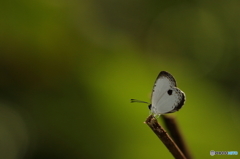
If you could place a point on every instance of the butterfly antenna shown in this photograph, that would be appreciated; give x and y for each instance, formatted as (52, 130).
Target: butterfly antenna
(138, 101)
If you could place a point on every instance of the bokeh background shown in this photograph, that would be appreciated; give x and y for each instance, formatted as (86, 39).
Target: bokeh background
※
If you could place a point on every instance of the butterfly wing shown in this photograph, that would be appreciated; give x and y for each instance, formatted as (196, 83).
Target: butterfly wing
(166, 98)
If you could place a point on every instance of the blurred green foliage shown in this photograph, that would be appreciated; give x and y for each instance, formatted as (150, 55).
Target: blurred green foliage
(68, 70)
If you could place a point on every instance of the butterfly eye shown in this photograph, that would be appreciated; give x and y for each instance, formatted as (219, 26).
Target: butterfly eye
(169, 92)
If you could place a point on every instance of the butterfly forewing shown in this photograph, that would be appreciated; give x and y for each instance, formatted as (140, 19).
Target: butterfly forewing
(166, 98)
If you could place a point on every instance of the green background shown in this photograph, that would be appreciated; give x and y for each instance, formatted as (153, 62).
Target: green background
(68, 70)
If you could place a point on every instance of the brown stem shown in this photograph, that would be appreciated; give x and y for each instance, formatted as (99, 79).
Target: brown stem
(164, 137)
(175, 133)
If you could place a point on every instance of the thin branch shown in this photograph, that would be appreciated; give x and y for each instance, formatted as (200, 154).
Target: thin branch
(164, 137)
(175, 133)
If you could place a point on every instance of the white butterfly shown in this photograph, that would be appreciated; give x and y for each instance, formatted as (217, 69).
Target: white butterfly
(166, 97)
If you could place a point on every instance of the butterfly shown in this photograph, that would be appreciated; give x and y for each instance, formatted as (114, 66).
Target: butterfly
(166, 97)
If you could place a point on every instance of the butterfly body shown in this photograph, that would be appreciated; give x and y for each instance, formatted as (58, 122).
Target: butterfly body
※
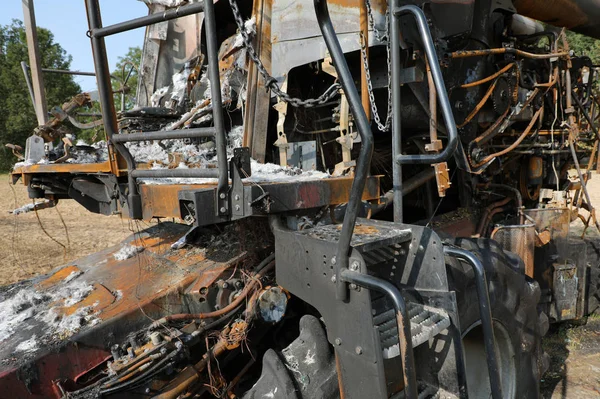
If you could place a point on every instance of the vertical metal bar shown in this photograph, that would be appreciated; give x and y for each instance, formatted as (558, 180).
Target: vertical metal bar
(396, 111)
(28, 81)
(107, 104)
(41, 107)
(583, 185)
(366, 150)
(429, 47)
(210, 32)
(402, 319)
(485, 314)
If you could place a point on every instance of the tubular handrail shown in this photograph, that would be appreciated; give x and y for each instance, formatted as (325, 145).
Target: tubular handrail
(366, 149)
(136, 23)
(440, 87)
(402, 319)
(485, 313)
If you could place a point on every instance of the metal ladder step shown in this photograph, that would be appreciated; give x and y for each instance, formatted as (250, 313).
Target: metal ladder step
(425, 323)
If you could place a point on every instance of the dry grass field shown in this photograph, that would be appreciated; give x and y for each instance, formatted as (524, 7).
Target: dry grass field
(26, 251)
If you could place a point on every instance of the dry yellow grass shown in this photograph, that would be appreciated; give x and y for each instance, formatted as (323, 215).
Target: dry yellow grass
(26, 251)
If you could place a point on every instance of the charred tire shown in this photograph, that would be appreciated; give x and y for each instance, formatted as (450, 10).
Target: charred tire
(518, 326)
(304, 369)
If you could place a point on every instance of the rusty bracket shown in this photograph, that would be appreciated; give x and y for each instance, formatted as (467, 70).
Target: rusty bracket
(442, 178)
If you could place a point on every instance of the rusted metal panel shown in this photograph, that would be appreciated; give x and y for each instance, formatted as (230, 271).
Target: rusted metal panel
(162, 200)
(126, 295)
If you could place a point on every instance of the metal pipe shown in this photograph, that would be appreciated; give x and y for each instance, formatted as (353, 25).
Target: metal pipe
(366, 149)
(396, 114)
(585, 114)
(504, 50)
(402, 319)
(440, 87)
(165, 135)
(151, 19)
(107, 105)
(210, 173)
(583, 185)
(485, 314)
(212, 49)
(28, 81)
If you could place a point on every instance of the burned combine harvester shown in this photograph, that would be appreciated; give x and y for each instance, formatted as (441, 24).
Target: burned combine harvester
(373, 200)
※
Rewrite the lines of the material above starting at the line containing "as (52, 130)." and ending at the line containing "Target: bokeh background", replacing "appreciated" with "helpful" and leaving everything else unchanged. Give only those lines.

> _Complete output_
If you could place a point on every instance of the butterfly antenna shown in this photograph, that would be helpful; give x and y for each instance, formatted as (52, 130).
Target: butterfly antenna
(138, 101)
If you could place a point on every instance of the bokeh background shown in this photograph, that would be helpful; give x and y for each instance, formatted as (86, 39).
Target: bokeh background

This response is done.